## Text block:
=====

English Lavender vs French Lavender

English Lavender vs French Lavender
July 6, 2021 Sabine Schoenberg
French Lavender

Does the photo show English lavender or French lavender? Are there differences between the two types of lavender? Which one or both are right for your garden?

Lavender is a beautiful, fragrant, healthy, and easy to grow plant. It is the perfect plant for every garden and every gardener.

Differences between English Lavender and French Lavender

Size. Both have approximately the same color in the flower. We all know the beautiful fields of lavender in Provence – yes, this is, of course, French lavender. But the plant size also distinguishes the two. French lavender grows 2-3 feet wide and tall. By contrast, English lavender grows in a more compact shape and size.

Hardiness. English lavender is much hardier than French lavender.  French lavender only grows to zone 8 and does not handle cold winters – thus the Provence is the preferred growing area. The more climate-tolerant variety is English lavender.

Bloom and Fragrance. French lavender flowers bloom longer than English lavender. There are also more bloom cycles with French lavender. That said, English lavender has a stronger scent.

Health Benefits of Lavender

We know lavender in soap, bath oils, and lotions. Try lavender ice cream. In France, you will also find a variety of delicious lavender pastries. Lavender oil has long been celebrated as a soothing, sleep-enhancing oil.  It is said to have antispasmodic properties which help with breathing disorders.  Lavender is also be known to help with headaches and vertigo. Finally, some people advocate the use of lavender for compresses as an effective antiseptic measure.

Sadly allopathic medicine has taken us away from century-old oils. Quality essential oils can have a profound effect on a variety of health conditions without side effects.

Growing English Lavender

Lavender is super easy to grow. It requires full sun and only medium-quality soil. Even sandy soils will do. Water after the initial planting and certainly during drought – but that’s it.  In general, both English lavender and French lavender do better on their own. Tip: Do not install even drip lines around or near lavender. And lavender definitely cannot handle being doused with water from sprinkler systems. Bottom line: it is really easy to overwater lavender. Leave lavender alone and enjoy the deep blue to purple color and wonderful scent as you stroll by.

=====

## Excerpted records:
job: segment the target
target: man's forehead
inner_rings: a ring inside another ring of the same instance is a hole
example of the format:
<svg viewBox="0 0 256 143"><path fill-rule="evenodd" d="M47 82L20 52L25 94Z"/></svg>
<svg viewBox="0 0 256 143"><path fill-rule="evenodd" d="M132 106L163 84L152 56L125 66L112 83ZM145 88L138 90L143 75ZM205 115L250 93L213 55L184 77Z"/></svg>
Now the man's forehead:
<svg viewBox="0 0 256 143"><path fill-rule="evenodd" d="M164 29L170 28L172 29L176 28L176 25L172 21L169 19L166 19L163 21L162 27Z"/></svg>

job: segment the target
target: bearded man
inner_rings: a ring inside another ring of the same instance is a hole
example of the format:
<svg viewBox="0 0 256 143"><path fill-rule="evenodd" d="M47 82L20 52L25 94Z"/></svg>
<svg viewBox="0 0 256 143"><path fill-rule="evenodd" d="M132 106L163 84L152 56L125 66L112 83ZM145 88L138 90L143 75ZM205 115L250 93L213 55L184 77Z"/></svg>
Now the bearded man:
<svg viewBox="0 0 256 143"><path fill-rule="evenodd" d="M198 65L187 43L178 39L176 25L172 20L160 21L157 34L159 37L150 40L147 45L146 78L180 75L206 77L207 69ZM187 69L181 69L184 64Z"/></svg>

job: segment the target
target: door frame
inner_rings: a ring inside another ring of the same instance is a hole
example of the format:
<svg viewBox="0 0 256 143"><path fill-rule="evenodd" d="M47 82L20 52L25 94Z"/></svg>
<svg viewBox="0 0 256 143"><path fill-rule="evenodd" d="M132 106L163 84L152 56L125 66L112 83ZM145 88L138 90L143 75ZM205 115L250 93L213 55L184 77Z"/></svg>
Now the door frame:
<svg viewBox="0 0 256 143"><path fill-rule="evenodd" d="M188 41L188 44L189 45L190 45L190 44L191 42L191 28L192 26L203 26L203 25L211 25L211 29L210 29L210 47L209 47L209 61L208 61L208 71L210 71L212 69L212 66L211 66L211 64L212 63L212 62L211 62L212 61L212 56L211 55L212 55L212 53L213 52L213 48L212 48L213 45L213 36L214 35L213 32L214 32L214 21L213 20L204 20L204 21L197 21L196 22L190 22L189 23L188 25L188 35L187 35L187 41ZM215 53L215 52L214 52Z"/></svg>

=====

## Activity:
Reproduce the passage from the lavender text word for word, from "Differences between English" to "shape and size.". Nothing in the listing is needed here.

## Exercise response:
Differences between English Lavender and French Lavender

Size. Both have approximately the same color in the flower. We all know the beautiful fields of lavender in Provence – yes, this is, of course, French lavender. But the plant size also distinguishes the two. French lavender grows 2-3 feet wide and tall. By contrast, English lavender grows in a more compact shape and size.